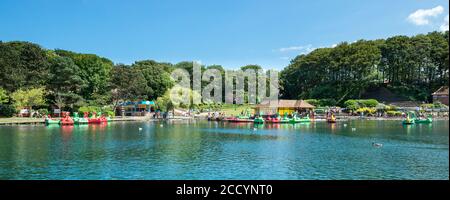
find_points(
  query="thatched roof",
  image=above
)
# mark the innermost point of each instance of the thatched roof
(283, 103)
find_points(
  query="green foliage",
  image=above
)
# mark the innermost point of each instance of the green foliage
(23, 64)
(366, 110)
(368, 103)
(108, 111)
(43, 111)
(128, 84)
(313, 102)
(419, 64)
(391, 108)
(354, 105)
(28, 98)
(89, 109)
(351, 104)
(393, 113)
(4, 98)
(321, 102)
(157, 78)
(433, 105)
(7, 110)
(93, 70)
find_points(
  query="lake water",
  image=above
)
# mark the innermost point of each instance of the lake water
(218, 150)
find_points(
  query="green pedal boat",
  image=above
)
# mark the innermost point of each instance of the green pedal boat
(49, 121)
(258, 120)
(300, 120)
(424, 121)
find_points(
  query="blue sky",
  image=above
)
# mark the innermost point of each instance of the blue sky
(231, 33)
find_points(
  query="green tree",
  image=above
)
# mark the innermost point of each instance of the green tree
(157, 78)
(28, 98)
(23, 64)
(4, 98)
(94, 70)
(127, 83)
(65, 84)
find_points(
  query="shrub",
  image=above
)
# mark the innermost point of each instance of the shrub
(368, 103)
(394, 113)
(7, 110)
(313, 102)
(89, 109)
(351, 104)
(327, 102)
(391, 108)
(108, 111)
(43, 111)
(366, 110)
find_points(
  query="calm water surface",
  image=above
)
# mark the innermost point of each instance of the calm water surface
(211, 150)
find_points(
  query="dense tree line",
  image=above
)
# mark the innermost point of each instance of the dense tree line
(70, 80)
(414, 66)
(411, 66)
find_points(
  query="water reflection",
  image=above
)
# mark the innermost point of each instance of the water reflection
(217, 150)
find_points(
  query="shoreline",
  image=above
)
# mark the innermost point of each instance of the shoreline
(36, 121)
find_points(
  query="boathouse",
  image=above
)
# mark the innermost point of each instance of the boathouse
(283, 106)
(140, 108)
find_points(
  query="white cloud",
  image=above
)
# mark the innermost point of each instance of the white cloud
(444, 26)
(421, 17)
(302, 49)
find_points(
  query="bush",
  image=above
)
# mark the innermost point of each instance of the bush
(351, 104)
(7, 110)
(391, 108)
(368, 103)
(327, 102)
(366, 110)
(89, 109)
(43, 111)
(394, 113)
(108, 111)
(313, 102)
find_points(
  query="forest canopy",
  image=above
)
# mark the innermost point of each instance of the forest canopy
(411, 66)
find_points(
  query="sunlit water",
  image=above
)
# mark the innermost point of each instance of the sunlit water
(215, 150)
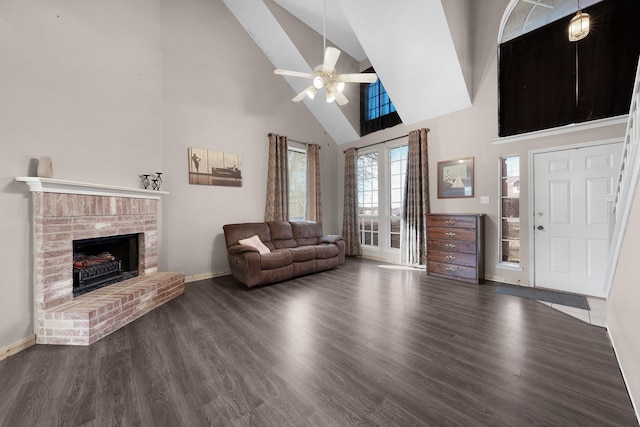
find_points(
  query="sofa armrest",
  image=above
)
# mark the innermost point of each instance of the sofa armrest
(331, 238)
(241, 249)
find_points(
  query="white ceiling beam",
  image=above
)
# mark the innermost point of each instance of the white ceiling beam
(412, 51)
(267, 33)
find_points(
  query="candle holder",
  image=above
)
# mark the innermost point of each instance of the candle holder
(159, 179)
(145, 181)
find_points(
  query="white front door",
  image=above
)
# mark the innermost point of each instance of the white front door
(571, 217)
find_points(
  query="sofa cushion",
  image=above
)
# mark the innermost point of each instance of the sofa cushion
(326, 251)
(276, 259)
(303, 253)
(306, 232)
(281, 234)
(233, 233)
(255, 242)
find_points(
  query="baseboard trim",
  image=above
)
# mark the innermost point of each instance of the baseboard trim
(17, 346)
(624, 377)
(204, 276)
(506, 280)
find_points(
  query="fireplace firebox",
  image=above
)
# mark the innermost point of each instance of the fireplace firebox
(103, 261)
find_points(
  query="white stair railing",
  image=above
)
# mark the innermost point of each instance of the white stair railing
(627, 183)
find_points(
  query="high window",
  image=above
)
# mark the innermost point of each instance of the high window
(547, 81)
(376, 108)
(510, 210)
(381, 187)
(297, 159)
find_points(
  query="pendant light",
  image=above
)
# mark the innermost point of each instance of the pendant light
(579, 25)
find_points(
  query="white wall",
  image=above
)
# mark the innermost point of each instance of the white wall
(623, 316)
(220, 93)
(113, 89)
(470, 132)
(80, 83)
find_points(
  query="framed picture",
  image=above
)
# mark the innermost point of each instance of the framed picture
(209, 167)
(455, 178)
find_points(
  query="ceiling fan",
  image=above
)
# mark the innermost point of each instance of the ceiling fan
(325, 77)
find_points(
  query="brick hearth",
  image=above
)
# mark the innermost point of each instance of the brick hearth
(61, 215)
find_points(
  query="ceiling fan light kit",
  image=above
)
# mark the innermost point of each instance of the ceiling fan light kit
(325, 77)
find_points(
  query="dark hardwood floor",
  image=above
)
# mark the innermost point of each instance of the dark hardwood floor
(364, 344)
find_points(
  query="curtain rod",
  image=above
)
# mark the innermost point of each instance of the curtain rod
(302, 142)
(381, 142)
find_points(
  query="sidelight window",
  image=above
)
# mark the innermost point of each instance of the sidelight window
(510, 209)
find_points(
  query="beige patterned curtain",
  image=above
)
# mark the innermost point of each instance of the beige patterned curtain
(314, 199)
(277, 206)
(416, 201)
(350, 217)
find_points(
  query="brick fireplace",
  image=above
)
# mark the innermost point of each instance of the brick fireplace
(64, 211)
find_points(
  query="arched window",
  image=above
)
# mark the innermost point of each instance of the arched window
(546, 81)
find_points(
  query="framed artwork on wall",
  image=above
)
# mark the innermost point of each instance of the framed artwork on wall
(210, 167)
(455, 178)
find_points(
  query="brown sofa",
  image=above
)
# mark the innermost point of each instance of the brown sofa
(295, 248)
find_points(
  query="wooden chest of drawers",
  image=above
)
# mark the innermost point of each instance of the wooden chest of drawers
(455, 246)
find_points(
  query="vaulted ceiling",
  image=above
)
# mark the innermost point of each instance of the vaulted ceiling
(420, 49)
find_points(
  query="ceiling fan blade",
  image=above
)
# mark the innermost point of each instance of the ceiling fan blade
(299, 97)
(357, 78)
(340, 98)
(330, 58)
(292, 73)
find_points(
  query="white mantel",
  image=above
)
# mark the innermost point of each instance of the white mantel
(50, 185)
———
### YOUR GOAL
Repeat the material above word for word and skip every image in it.

### THE REPLY
find_points(
  query="thatched roof",
  image=above
)
# mark the innermost point of each instance of the thatched roof
(283, 103)
find_points(
  query="green foliage",
  image=above
)
# mark the innermost point of each instance of the green foliage
(23, 64)
(366, 110)
(368, 103)
(108, 111)
(43, 111)
(128, 84)
(313, 102)
(419, 64)
(391, 108)
(354, 105)
(28, 98)
(89, 109)
(351, 104)
(393, 113)
(4, 98)
(321, 102)
(157, 78)
(433, 105)
(7, 110)
(93, 70)
find_points(
  query="lake water",
  image=above
)
# mark the innermost point of each instance of the lake water
(218, 150)
find_points(
  query="green pedal boat",
  image=above
)
# mark the innermost point of each instance of the green pedal boat
(49, 121)
(258, 120)
(300, 120)
(424, 121)
find_points(
  query="blue sky",
  image=above
)
# mark the innermost point of each instance of the blue sky
(231, 33)
find_points(
  query="green tree",
  image=above
)
# mark the innermost point of each instance of the green tree
(157, 78)
(28, 98)
(23, 64)
(4, 98)
(94, 70)
(127, 83)
(65, 84)
find_points(
  query="shrub",
  image=above
)
# mark the innermost point of each instance of the shrub
(368, 103)
(394, 113)
(7, 110)
(313, 102)
(89, 109)
(351, 104)
(327, 102)
(391, 108)
(108, 111)
(43, 111)
(366, 110)
find_points(
  query="calm water surface",
  image=above
)
# mark the innermost point of each instance of the calm water surface
(211, 150)
find_points(
  query="dense tree line",
  image=above
)
# mark the innermost point of each instance of the dense tree line
(70, 80)
(414, 66)
(411, 66)
find_points(
  query="water reflection",
  image=above
)
# mark the innermost point of each instance of the water reflection
(217, 150)
find_points(
  query="shoreline",
  image=above
)
# mark the innermost point of each instance of the shoreline
(36, 121)
find_points(
  query="boathouse",
  image=above
)
# mark the innermost point of each instance of the boathouse
(283, 106)
(140, 108)
find_points(
  query="white cloud",
  image=above
)
# mark the innermost point of each instance of the white cloud
(444, 26)
(421, 17)
(302, 49)
find_points(
  query="bush",
  image=above
)
# mark the innermost point of each instance of the bush
(351, 104)
(7, 110)
(391, 108)
(368, 103)
(327, 102)
(366, 110)
(89, 109)
(43, 111)
(394, 113)
(108, 111)
(313, 102)
find_points(
  query="forest canopy",
  image=above
)
# mark the innermost point of each instance of the forest canopy
(411, 66)
find_points(
  query="sunlit water",
  image=above
)
# mark the innermost point of each instance of the sunlit water
(215, 150)
find_points(
  query="sofa armrest",
  image=above
)
# mark the innermost point of each instance of the sofa armrest
(331, 238)
(241, 249)
find_points(
  query="white ceiling beam",
  image=above
)
# mark the innermost point of each instance of the white ceiling beam
(412, 51)
(267, 33)
find_points(
  query="candle holder",
  image=above
)
# mark the innermost point of each instance of the candle holder
(159, 179)
(145, 181)
find_points(
  query="white front door",
  image=above
)
# mark the innermost point of each instance of the white front door
(571, 217)
find_points(
  query="sofa cushion",
  image=above
)
# mark the innermost point of each instance of the sofa cushion
(326, 251)
(276, 259)
(303, 253)
(306, 232)
(281, 234)
(233, 233)
(255, 242)
find_points(
  query="baseboard trim",
  image=above
)
# mark the innermost point of each instance of the baseboard trim
(17, 346)
(624, 377)
(204, 276)
(506, 280)
find_points(
  query="fireplace firebox",
  image=above
)
# mark the innermost point of each instance of the fireplace firebox
(103, 261)
find_points(
  query="white stair railing",
  image=above
)
# mark the innermost point of each instance of the white stair railing
(627, 183)
find_points(
  query="high window",
  image=above
)
# mark the innermost point of each instance of the high window
(547, 81)
(376, 108)
(510, 210)
(381, 187)
(297, 159)
find_points(
  query="pendant light",
  image=above
)
# mark the innermost point of each instance of the pendant light
(579, 25)
find_points(
  query="white wall",
  image=above
)
# mark the innermost point of each instance of the white wall
(623, 316)
(220, 93)
(113, 89)
(470, 132)
(80, 83)
find_points(
  query="framed picture",
  image=above
)
# mark the innermost point of each instance of the framed picture
(209, 167)
(455, 178)
find_points(
  query="ceiling fan",
  image=above
)
# mark the innermost point of each instance of the ceiling fan
(325, 77)
find_points(
  query="brick hearth",
  image=above
)
# mark the innermost point of each instance of the brick hearth
(61, 215)
find_points(
  query="ceiling fan light kit",
  image=above
)
# mark the innermost point of each instance of the ceiling fan light kit
(325, 77)
find_points(
  query="dark hardwood floor",
  image=above
)
# mark the innermost point of each instance of the dark hardwood floor
(364, 344)
find_points(
  query="curtain rod",
  image=above
)
# mark the innermost point of each instance of the curtain rod
(302, 142)
(381, 142)
find_points(
  query="sidelight window",
  image=above
)
# mark the innermost point of each instance of the sidelight window
(510, 209)
find_points(
  query="beige patterned curtain",
  image=above
)
# mark the innermost point of each instance of the beige patterned curtain
(314, 199)
(277, 206)
(416, 201)
(350, 217)
find_points(
  query="brick fireplace",
  image=above
)
# mark the innermost point of each instance of the brick fireplace
(64, 211)
find_points(
  query="arched window",
  image=above
)
# mark the innermost point of each instance of the arched window
(546, 81)
find_points(
  query="framed artwork on wall",
  image=above
)
# mark the innermost point of each instance of the framed artwork on wall
(210, 167)
(455, 178)
find_points(
  query="brown sofa",
  image=above
)
# mark the innermost point of each instance of the brown sofa
(295, 248)
find_points(
  query="wooden chest of drawers",
  image=above
)
# mark the innermost point of each instance of the wooden chest of drawers
(455, 246)
find_points(
  query="vaulted ceiling",
  image=above
)
# mark the innermost point of each instance of the vaulted ceiling
(420, 49)
find_points(
  query="ceiling fan blade",
  image=above
)
# mark the innermost point of each instance of the ceiling fan blade
(299, 97)
(357, 78)
(340, 98)
(330, 58)
(292, 73)
find_points(
  query="white mantel",
  image=above
)
# mark the innermost point of each instance of the white mantel
(50, 185)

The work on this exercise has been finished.